[WHAT TO WORK ON]
1. Swap "oil" for "steel" in the Microsoft break-up discussion, and give the passage again starting with "The feds are" and going on through "it 'till the end.".
2. Carry on the Microsoft break-up discussion from the point at which the text stops.

* BEGIN PAGE EXCERPT *

Microsoft Break-Up To Be Proposed?
lowLark writes: "The Seattle PI is reporting that the feds and most of the states have agreed to pursue breaking Microsoft into two companies." One company will be in charge of 'Bob' and the Mouse, the other will be everything else :)
There's a very good article in the Washington Post with lots of details. It also talks about the restrictions that will be placed on the Baby Bills - limits on bundling, uniform licensing, etc.
-David Ziegler
-dziegler@hotmail.com
-David Ziegler
-
If I were MS, I'd be very quiet right now, with perhaps an occasional mention of how much competition MS faces from Linux, Apache, Oracle, AOL, Sun, etc.
"What I cannot create, I do not understand."
Hasn't Slashdot milked this enough? How many "Microsoft-will-die" stories must be posted to satisfy the drooly/giggling anti Microsoft fanatics?
It's been stated already, this will go on to appeals and will probably not come to a conclusion in our lifetimes, get over it and report some real news already instead of playing the old podium game.
Realize also that any breakup of Microsoft will have very little impact on Linux. If a hardware vendor doesn't give a rat's ass about Linux, it certainly won't change it's mind like magic after any ruling.
So instead of having just one dirty handed, predatory, monopolizing business, we're going to have two! What a great solution!
The feds are going about this entirely the wrong way, they're thinking that software is somehow like oil, when infact it isn't anything like it.
The product has different properties which make breaking up the company ineffective.
1. It costs virtually nothing to copy data
2. Source between these two companies can be shared in such a way that they can basically keep operating as one company
3. The two companies would have different products (OS / Everything Else) and therefore don't have to compete against eachother unlike the oil and phone company breakups!
It's just a bad decision, I've said it from the start, and I'll say it 'till the end.
-- iCEBaLM
Are you sure about that? I would say that honor goes to applications like Lotus 1 2 3. A killer apps of old. How many of those came out of MS? Those applications as used by business, are what moved the PC from hobby to ubiquity. The consumer market is peanuts compared to the business market. The fact is that companies have been using computers (sometimes with really brutal interfaces) for years before they were common to massmarket consumers. Usually they crunched numbers (think banks/insurance/whatever), but they also wrote letters, printed payroll and so on.
Breaking the company up will harm the average user, since a high level of integration means a greater ease of use.
Greater ease of use means buying a mac :) Actually higher level of integration only means greater ease of use if the system is consistent (orthogonal). As the number of features integrated goes up the ability to maintain consistency goes down. This is because you end up with an attempt to meet contradictory design goals. This is also because as the system gets larger (and more people work on it) the need to comunicate a simple common interface (user and software) strategy goes up, but your ability to communicate it and enforce it goes down.

* END PAGE EXCERPT *
* BEGIN RAW DATA *

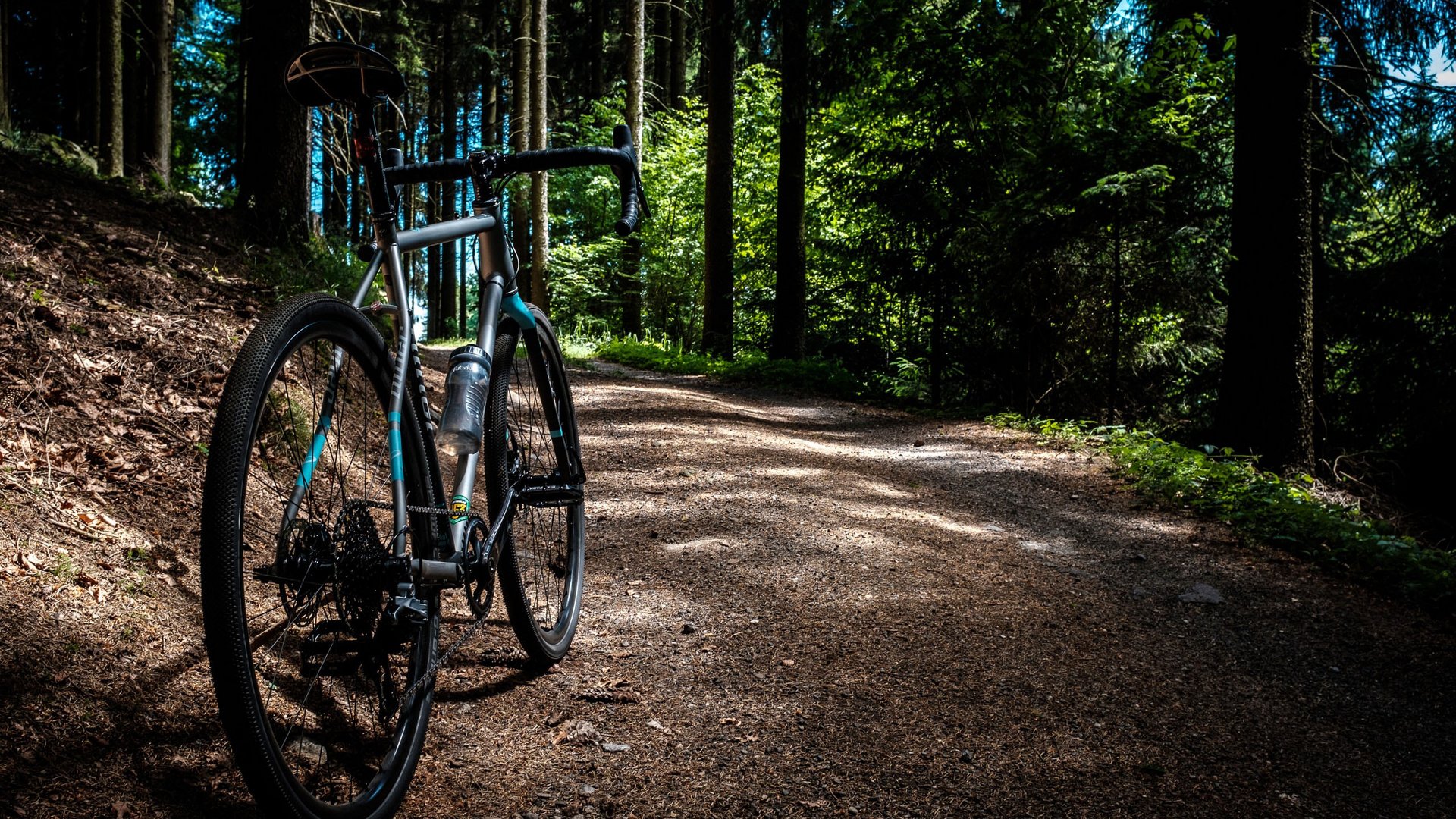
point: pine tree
(791, 286)
(718, 249)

* END RAW DATA *

[SOLVED PROBLEMS]
1.
The feds are going about this entirely the wrong way, they're thinking that software is somehow like steel, when infact it isn't anything like it.
The product has different properties which make breaking up the company ineffective.
1. It costs virtually nothing to copy data
2. Source between these two companies can be shared in such a way that they can basically keep operating as one company
3. The two companies would have different products (OS / Everything Else) and therefore don't have to compete against eachother unlike the steel and phone company breakups!
It's just a bad decision, I've said it from the start, and I'll say it 'till the end.

2.
And for once, /. should stop and think about the average user rather than blindly following some dogmatic principle.
I don't know if everyone here advocates the destruction MS, but I do know this: those that do have good reasons that they are able to articulate , rather than pontificate from on high (and do quite vocally). You must have mistaken them for a bunch of kids going "Ah dude, MS sucks."
--locust
I'm sorry, but I really don't believe that a "high level of integration" necessarily requires the sort of anti-competitive business practices that seem to be the mainstay of Microsoft's business plan.
The fact of the matter is that it is incredibly difficult for any company to compete against Microsoft in its key areas of business, namely operating systems and office suites. Ask yourself how many people you know use an office suite other than MS Office? In fact, ask yourself how many ("non-techy") people you know who can name an office suite other than MS Office.
Is this really because MS Office is so much better than anything the competition can put out? Or is it because 75% or more of new PCs come with it pre-installed "for free"? (I say "for free" because I do not believe that the cost is not passed on to the customer in the price of the hardware)
That's all fine and dandy, until a few people you know get the version of Office up from yours, and suddenly their documents are incompatible with yours in annoying little ways...
Next, let's look at operating systems. If ease of use was really the reason that Windows is so popular, then everyone would be using Macintoshes. In my (admittedly limited) experience, MacOS is much more user-friendly than Windows. Linux zealotry asside, better operating systems than Windows do exist.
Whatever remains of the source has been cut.